EXERCISE INSTRUCTIONS
Reproduce the listing word for word, beginning at the line that contains "Each instance of the rippled" and stopping after the line that contains "[[1129, 625]]". Leave the picture out.

EXCERPTED DATA
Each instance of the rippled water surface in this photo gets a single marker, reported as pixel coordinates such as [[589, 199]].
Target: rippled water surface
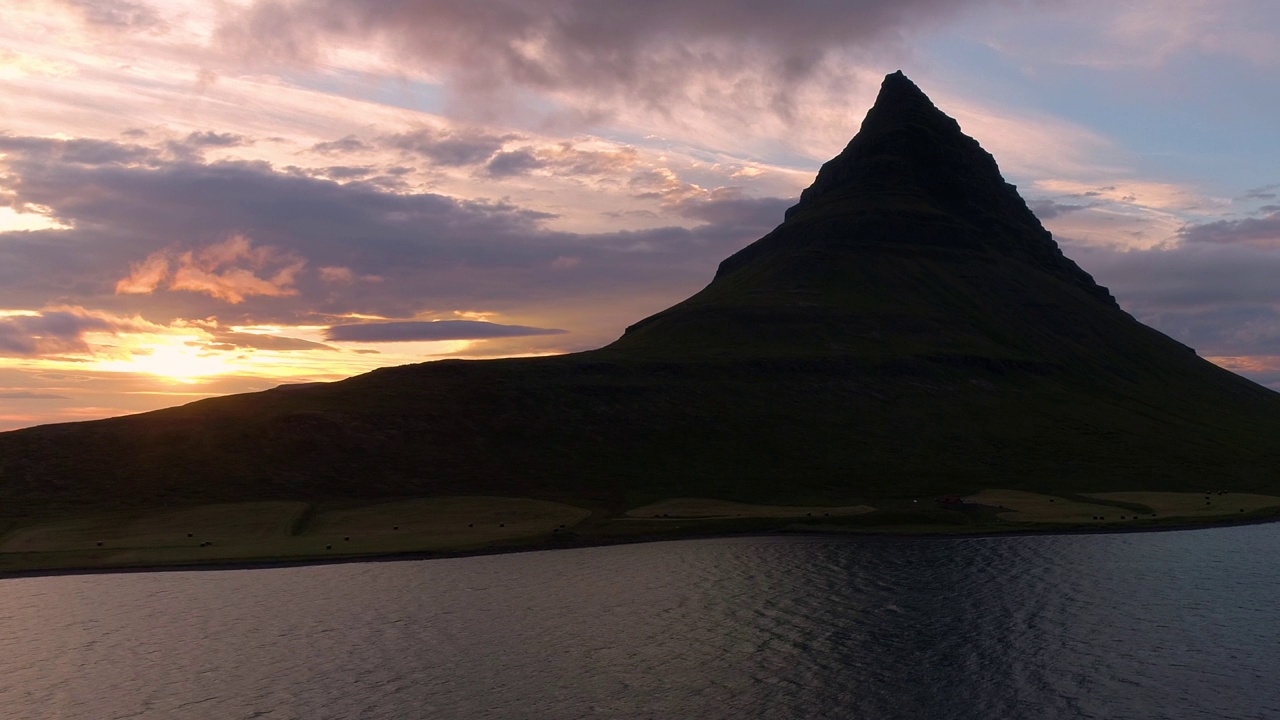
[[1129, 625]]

==

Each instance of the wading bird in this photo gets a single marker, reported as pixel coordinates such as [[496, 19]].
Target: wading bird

WRITTEN SOLUTION
Each instance of the rippled water surface in this photo gets a single marker, reported as pixel coordinates such as [[589, 199]].
Target: rippled water surface
[[1129, 625]]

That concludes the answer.